**Tâche A:** Reformulez sous forme de liste le paragraphe du bloc de texte qui commence par « Raymond James a d'ailleurs recruté » en conservant ses faits principaux.
**Tâche B:** Mettez en forme de liste numérotée les rangées, de la ligne contenant « [locate] white cloud » jusqu'à la dernière ligne des rangées, ces deux lignes comprises. Omettez les lignes vides.
==== Bloc de texte ====
Richard Rousseau se défend d’ailleurs de recruter ses conseillers en fonction d’un niveau de revenu minimum généré.

«J’ai 30 ans d’expérience dans le domaine et je trouve qu’il y a un biais dans l’industrie qui n’est pas correct. On s’imagine qu’un conseiller qui génère un chiffre d’affaires de 2 M$ est meilleur que celui qui a un chiffre d’affaires de 500 000 $. J’ai connu de très bons conseillers qui avaient une production de 400 000 $, et j’en ai connu de très mauvais qui en avaient une de 2 M$», soutient-il.

Raymond James a d’ailleurs recruté près d’une dizaine de conseillers parmi les 75 qui ont été mis à pied récemment par ScotiaMcLeod dans le cadre d’un retrait stratégique. Richard Rousseau estime qu’une des forces de l’entreprise est le fait qu’elle se concentre sur un seul réseau de distribution : le conseiller en placement.
==== Données fournies ====
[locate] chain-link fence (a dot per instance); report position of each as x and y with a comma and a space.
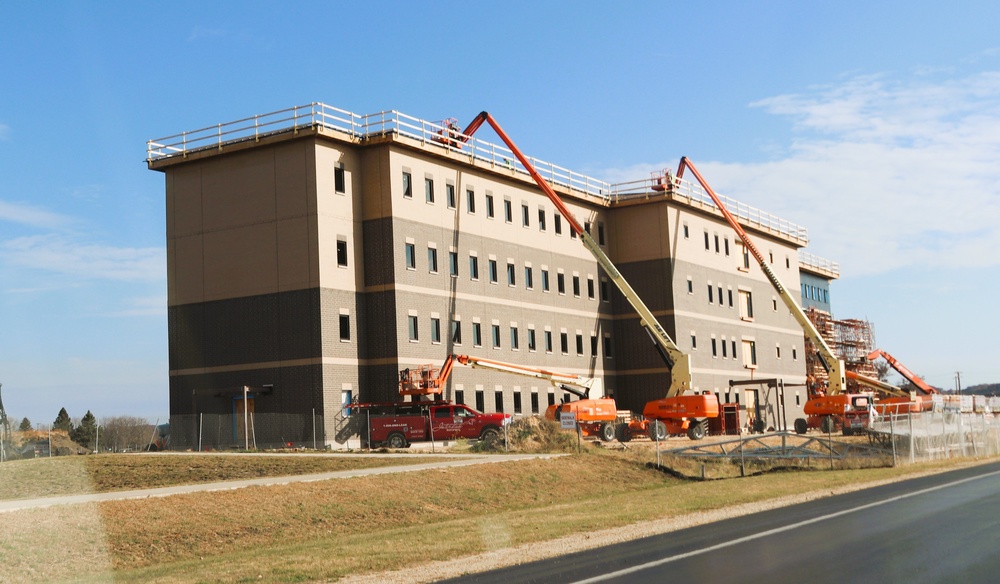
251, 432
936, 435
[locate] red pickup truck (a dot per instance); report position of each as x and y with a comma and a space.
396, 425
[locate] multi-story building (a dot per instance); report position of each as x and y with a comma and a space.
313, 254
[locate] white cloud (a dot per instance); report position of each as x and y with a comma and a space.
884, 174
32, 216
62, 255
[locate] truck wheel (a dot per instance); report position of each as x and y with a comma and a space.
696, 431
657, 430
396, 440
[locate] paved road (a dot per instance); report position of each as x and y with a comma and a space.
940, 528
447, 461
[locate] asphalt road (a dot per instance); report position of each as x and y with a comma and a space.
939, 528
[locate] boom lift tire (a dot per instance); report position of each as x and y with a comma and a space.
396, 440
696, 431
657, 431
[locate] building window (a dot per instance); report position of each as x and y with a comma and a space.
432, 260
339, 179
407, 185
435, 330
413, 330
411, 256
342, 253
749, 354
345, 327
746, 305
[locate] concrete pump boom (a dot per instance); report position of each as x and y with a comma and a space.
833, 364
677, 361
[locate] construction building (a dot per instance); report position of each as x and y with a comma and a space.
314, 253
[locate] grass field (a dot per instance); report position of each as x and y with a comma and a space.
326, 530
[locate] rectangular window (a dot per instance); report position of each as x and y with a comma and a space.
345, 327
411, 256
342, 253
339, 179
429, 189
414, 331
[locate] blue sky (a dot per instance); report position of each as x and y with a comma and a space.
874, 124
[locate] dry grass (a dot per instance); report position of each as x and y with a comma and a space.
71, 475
====
**Solution A:**
- Raymond James a recruté près d'une dizaine des 75 conseillers récemment mis à pied par ScotiaMcLeod dans le cadre d'un retrait stratégique.
- Selon Richard Rousseau, l'une des forces de l'entreprise est qu'elle se concentre sur un seul réseau de distribution : le conseiller en placement.

**Solution B:**
1. [locate] white cloud (a dot per instance); report position of each as x and y with a comma and a space.
2. 884, 174
3. 32, 216
4. 62, 255
5. [locate] truck wheel (a dot per instance); report position of each as x and y with a comma and a space.
6. 696, 431
7. 657, 430
8. 396, 440
9. [locate] paved road (a dot per instance); report position of each as x and y with a comma and a space.
10. 940, 528
11. 447, 461
12. [locate] asphalt road (a dot per instance); report position of each as x and y with a comma and a space.
13. 939, 528
14. [locate] boom lift tire (a dot per instance); report position of each as x and y with a comma and a space.
15. 396, 440
16. 696, 431
17. 657, 431
18. [locate] building window (a dot per instance); report position of each as x and y with a comma and a space.
19. 432, 260
20. 339, 179
21. 407, 185
22. 435, 330
23. 413, 330
24. 411, 256
25. 342, 253
26. 749, 354
27. 345, 327
28. 746, 305
29. [locate] concrete pump boom (a dot per instance); report position of each as x and y with a comma and a space.
30. 833, 364
31. 677, 361
32. [locate] construction building (a dot per instance); report position of each as x and y with a comma and a space.
33. 314, 253
34. [locate] grass field (a dot per instance); report position of each as x and y with a comma and a space.
35. 326, 530
36. [locate] rectangular window (a dot per instance); report position of each as x and y with a comma and a space.
37. 345, 327
38. 411, 256
39. 342, 253
40. 339, 179
41. 429, 189
42. 414, 331
43. [locate] blue sky (a dot per instance); report position of each as x and y with a comma and a space.
44. 874, 124
45. [locate] dry grass (a dot per instance); report position of each as x and y with a comma and a space.
46. 71, 475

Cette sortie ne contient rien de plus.